SOURCE PASSAGE:
CAPE TOWN, SOUTH AFRICA - DAY 2 - APRIL 2ND



Having passed the Victoria and Alfred Waterfront during our travels yesterday, we planned to visit the Waterfront on the second day in Cape Town.  The weather, once again, being beautiful, we left our cabin around 9:30 and headed out to the terminal.  Having just missed the shuttle to the Hop On/Hop Off bus terminal, which is at one end of the Waterfront, we jumped in a cab and arrived at the Waterfront in just a few minutes.  The V&A Waterfront is hailed as Cape Town’s shopping and gourmet paradise due to its numerous restaurants, pubs and shops.  I have no idea when it was developed but it is a wonderfully designed area with a marina, aquarium, Cape Town Diamond Museum, food markets, malls, hotels, apartments, amphitheater, Ferris wheel and lots of shopping.  Currency in South Africa is the South African Rand (ZAR) which I purchased at home before we left knowing we’d be in this country for five days.

SHORT TASK 1:
In the Cape Town day-two journal, how did the writers get to the Waterfront after missing the shuttle?
SHORT TASK 2:
Write the next part of the Cape Town day-two journal, starting right after its final sentence.

[Records from a point labeling set]
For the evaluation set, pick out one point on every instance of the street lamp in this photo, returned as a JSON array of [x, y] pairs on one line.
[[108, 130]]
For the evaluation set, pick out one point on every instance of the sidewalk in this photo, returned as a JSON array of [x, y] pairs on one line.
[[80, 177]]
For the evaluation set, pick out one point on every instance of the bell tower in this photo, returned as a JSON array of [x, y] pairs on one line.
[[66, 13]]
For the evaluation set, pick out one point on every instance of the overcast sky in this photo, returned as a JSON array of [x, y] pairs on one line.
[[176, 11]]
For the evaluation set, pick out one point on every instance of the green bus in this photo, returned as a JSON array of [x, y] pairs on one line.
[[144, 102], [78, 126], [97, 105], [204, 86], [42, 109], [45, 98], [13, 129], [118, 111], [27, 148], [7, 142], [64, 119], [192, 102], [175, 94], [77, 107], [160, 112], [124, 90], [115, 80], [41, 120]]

RESPONSE 1:
They took a cab.

RESPONSE 2:
Our first stop was the African Trading Company, which I was told by a fellow passenger was an exceptional place for souvenir shopping.  We had been dropped off in front of the Victoria & Alfred Hotel and I immediately asked the concierge for the location of the Trading Company so we wouldn’t be going around in circles.  Again, I have no idea how big the Waterfront is but there is so much to see even if you’re not interested in shopping.  Had we decided to walk from the cruise terminal, which many people had done, there was even a swing bridge that is opened every so often to allow pedestrians to cross the Alfred Basin to get from one side to the other.  



For once, information from a fellow passenger was correct.  The African Trading Company was a shopper’s dream.  There were several huge metal sculptures of big game animals out front, and floors of different items for sale.  Michael made it up to the second and third floors but I enjoyed looking around the first floor where you could buy cellphone covers, hundreds of different little wooden animals, other wood products and baskets, magnets, cottons, purses, bags, carvings – all made in Africa.  I always make sure while I’m traveling that I NOT buy something “Made in China” and I doubt anything in this huge shopper’s paradise was made elsewhere.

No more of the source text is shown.